#### Text shown:
I recently led a field trip for the Sea & Sage Audubon chapter to Big Morongo Preserve in San Bernardino County, CA. Big Morongo Preserve sits upon the outflow of subterranean water that supports a marsh and cottonwood forest. Water anywhere in the Mojave desert always brings in migrant birds. Big Morongo is a place where desert inhabitants mingle with marsh and forest birds.

Yellow-breasted Chat singing at Big Morongo Preserve

Yellow-breasted Chat singing at Big Morongo Preserve

We arrived at Covington Park at 6:00 for some early birding before the official field trip began at 7:00. The park was awash in song as Yellow Warblers shouted from the cottonwoods. A Summer Tanager proclaimed his turf and Eurasian Collared-Doves (yes, they’re here too!) called from the tamarisks along the road. In the dryer areas, Gambel’s Quail sang their odd songs. Meanwhile, a California Thrasher added sweetness and endless variety to the morning chorus.

Lesser and Lawrence’s Goldfinches were flying back and forth between town and the park. Big Morongo and Covington are one of the most reliable places in southern California to see Lawrence’s Goldfinch in spring. They are a beautiful bird with their greenish wingbars, gray and black faces and yellow chests. At 7:00, we tore ourselves away from the birds and went to collect the larger group.

Brown-crested Flycatcher hunting at Big Morongo

Brown-crested Flycatcher hunting at Big Morongo

Big Morongo Preserve

I was fortunate to have with me Vic Leipzig, an experienced birder and field trip leader. We split the group of 20 birders in half so folks would have a better chance to see the birds. The often narrow and intimate trails of the preserve make this difficult for large groups. This worked perfectly. I took a group out on the Marsh and the Desert Loop Trails. Vic led his group on the Marsh, Mesquite and Canyon Trails.

The two groups found nearly identical lists of birds, with the exceptions being a calling Virginia Rail found by Vic’s group. My group caught fleeting glimpses of a gorgeous Cassin’s Vireo. Not everyone saw this bird, but all got to hear it’s halting, burry “elevator” song – “going up… going down…” Other highlights of the walk included great looks at the singing Yellow-breasted Chats, the Brown-crested Flycatchers and threatened Least Bell’s Vireos. We also got up close and personal with several Verdins in the mesquite trees.

Long-eared Owl roosting at Big Morongo

Long-eared Owl roosting at Big Morongo

Covington Park

Next, we led the participants over to Covington Park for great looks at Bullock’s and Hooded Orioles. Summer and Western Tanagers, Black-headed Grosbeaks, and several pairs of Vermilion Flycatchers also lurked there. A Lark Sparrow was a pleasant surprise for the group. But the absolute glory of this stop was the pair of Long-eared Owls that. For the second year in a row, they raised a brood of chicks in the greater Morongo area. Our visit produced both adults and the youngest two of the five chicks they had this year.

#### Recorded information:
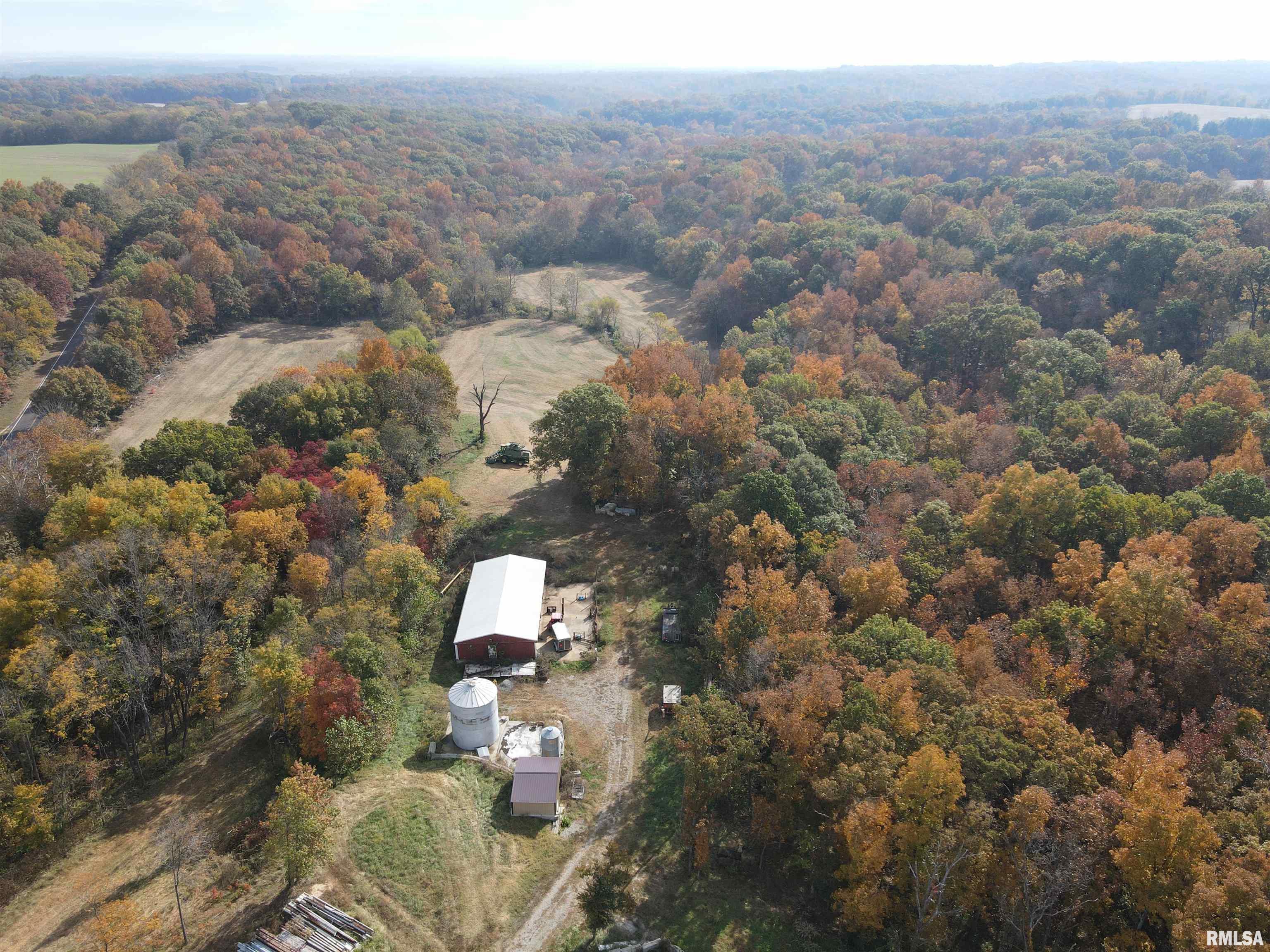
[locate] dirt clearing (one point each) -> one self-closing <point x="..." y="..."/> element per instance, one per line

#### Goal:
Copy the passage of the Big Morongo field trip account from "The two groups" up to and including "the mesquite trees.".

#### Reply:
The two groups found nearly identical lists of birds, with the exceptions being a calling Virginia Rail found by Vic’s group. My group caught fleeting glimpses of a gorgeous Cassin’s Vireo. Not everyone saw this bird, but all got to hear it’s halting, burry “elevator” song – “going up… going down…” Other highlights of the walk included great looks at the singing Yellow-breasted Chats, the Brown-crested Flycatchers and threatened Least Bell’s Vireos. We also got up close and personal with several Verdins in the mesquite trees.